● **ARTICLE**
>> START
575 lines
19 KiB
ReStructuredText
575 lines
19 KiB
ReStructuredText
=========================================================================
|
|
NEP 4 — A (third) proposal for implementing some date/time types in NumPy
|
|
=========================================================================
|
|
|
|
:Author: Francesc Alted i Abad
|
|
:Contact: faltet@pytables.com
|
|
:Author: Ivan Vilata i Balaguer
|
|
:Contact: ivan@selidor.net
|
|
:Date: 2008-07-30
|
|
:Status: Deferred
|
|
|
|
Executive summary
|
|
=================
|
|
|
|
A date/time mark is something very handy to have in many fields where
|
|
one has to deal with data sets. While Python has several modules that
|
|
define a date/time type (like the integrated ``datetime`` [1]_ or
|
|
``mx.DateTime`` [2]_), NumPy has a lack of them.
|
|
|
|
In this document, we are proposing the addition of a series of date/time
|
|
types to fill this gap. The requirements for the proposed types are
|
|
two-folded: 1) they have to be fast to operate with and 2) they have to
|
|
be as compatible as possible with the existing ``datetime`` module that
|
|
comes with Python.
>> END
● **DATA LINES**
>> START
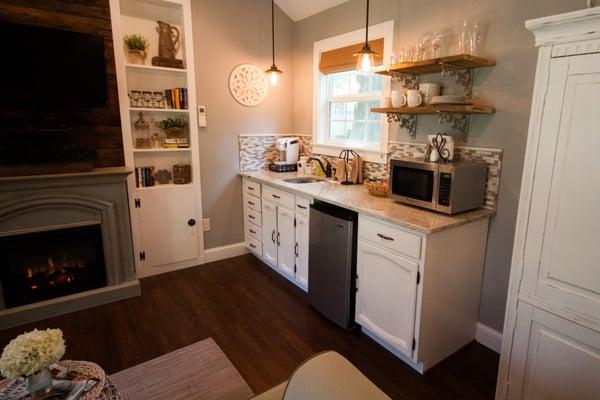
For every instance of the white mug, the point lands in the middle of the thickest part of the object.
(429, 90)
(398, 99)
(414, 98)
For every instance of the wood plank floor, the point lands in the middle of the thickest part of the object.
(263, 324)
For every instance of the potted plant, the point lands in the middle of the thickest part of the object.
(137, 46)
(174, 127)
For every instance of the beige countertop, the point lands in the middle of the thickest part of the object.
(357, 198)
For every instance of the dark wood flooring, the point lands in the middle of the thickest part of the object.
(264, 325)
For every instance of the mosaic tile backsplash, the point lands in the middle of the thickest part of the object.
(257, 152)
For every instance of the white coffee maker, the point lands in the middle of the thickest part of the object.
(288, 149)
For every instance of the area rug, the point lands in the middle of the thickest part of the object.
(199, 371)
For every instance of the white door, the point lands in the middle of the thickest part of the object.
(168, 225)
(286, 242)
(386, 296)
(552, 358)
(562, 249)
(302, 251)
(269, 232)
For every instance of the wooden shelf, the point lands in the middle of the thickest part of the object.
(157, 69)
(434, 65)
(437, 109)
(161, 150)
(165, 110)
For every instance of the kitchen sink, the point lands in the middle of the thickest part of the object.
(304, 179)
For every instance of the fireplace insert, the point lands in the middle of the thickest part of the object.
(44, 265)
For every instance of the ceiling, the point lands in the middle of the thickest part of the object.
(300, 9)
>> END
● **YOUR TASK**
Summarize the NEP 4 proposal above in two sentences.

● **SOLUTION TO THIS TASK**
NEP 4, a deferred proposal dated 2008-07-30, observes that Python has several modules defining a date/time type, such as datetime and mx.DateTime, while NumPy has none. It proposes adding a series of date/time types to NumPy that must be fast to operate with and as compatible as possible with the existing datetime module that comes with Python.